→ Your goal
Every line of the material is to be repeated exactly as it stands.

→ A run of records
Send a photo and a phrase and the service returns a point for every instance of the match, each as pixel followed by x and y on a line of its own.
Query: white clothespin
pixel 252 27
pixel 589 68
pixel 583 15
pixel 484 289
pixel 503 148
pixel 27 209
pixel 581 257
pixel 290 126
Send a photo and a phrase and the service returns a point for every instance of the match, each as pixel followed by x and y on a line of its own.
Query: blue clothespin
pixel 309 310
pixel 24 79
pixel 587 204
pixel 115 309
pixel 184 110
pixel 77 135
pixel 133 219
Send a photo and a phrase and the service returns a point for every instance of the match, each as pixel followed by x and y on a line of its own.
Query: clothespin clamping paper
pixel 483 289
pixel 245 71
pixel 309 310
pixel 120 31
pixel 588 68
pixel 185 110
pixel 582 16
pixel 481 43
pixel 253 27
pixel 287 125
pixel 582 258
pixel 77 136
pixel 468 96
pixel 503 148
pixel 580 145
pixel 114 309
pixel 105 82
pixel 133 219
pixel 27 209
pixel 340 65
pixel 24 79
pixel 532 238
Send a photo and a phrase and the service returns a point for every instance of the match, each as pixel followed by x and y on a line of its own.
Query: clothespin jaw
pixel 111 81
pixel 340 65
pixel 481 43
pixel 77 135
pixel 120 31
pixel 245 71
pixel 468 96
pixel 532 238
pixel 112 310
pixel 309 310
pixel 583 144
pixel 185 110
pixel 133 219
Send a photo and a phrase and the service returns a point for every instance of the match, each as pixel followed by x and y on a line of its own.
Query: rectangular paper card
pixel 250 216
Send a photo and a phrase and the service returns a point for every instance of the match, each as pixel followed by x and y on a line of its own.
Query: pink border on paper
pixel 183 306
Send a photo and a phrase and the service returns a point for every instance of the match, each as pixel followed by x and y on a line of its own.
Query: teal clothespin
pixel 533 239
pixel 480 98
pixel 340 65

→ Problem solution
Send a photo and a phrase and the service returns a point for every instance of the match, each as pixel followed by x and y on a line of its own.
Query: white clothespin
pixel 252 27
pixel 589 68
pixel 583 15
pixel 484 289
pixel 503 148
pixel 27 209
pixel 581 257
pixel 290 126
Send a photo and a phrase and the service returns a point for every instance of the match, each as pixel followed by x and y on a line of its own.
Query: blue clothespin
pixel 309 310
pixel 24 79
pixel 587 204
pixel 115 309
pixel 184 110
pixel 77 135
pixel 133 219
Send a photo and a phrase and the service returns a point for every instance of the match, each as pixel followed by x and y on a line of its own.
Query: clothespin clamping paper
pixel 483 289
pixel 245 71
pixel 309 310
pixel 120 31
pixel 588 68
pixel 185 110
pixel 582 16
pixel 481 43
pixel 253 27
pixel 287 125
pixel 582 258
pixel 77 136
pixel 468 96
pixel 503 148
pixel 580 145
pixel 114 309
pixel 105 82
pixel 133 219
pixel 27 209
pixel 340 65
pixel 24 79
pixel 532 238
Send a photo and a phrase and the service returns a point for every instance of the match, each as pixel followed by x and y on a line of its own.
Query: clothespin jaw
pixel 111 81
pixel 340 65
pixel 481 43
pixel 77 135
pixel 120 31
pixel 245 71
pixel 468 96
pixel 532 238
pixel 112 310
pixel 309 310
pixel 583 144
pixel 185 110
pixel 133 219
Send a photo and a phrase and the service returns a point for every instance of the match, each as pixel followed by x and y on a line of its own.
Query: rectangular paper card
pixel 250 216
Send a photo and a phrase and the service returns a point for every instance of the match, each as pixel followed by x and y on a line of its own.
Query: pink border on paper
pixel 183 306
Send a photo and a phrase and the service returns a point for every instance of the match, each as pixel followed by x and y on a line of its own.
Query: teal clothespin
pixel 533 239
pixel 480 98
pixel 340 65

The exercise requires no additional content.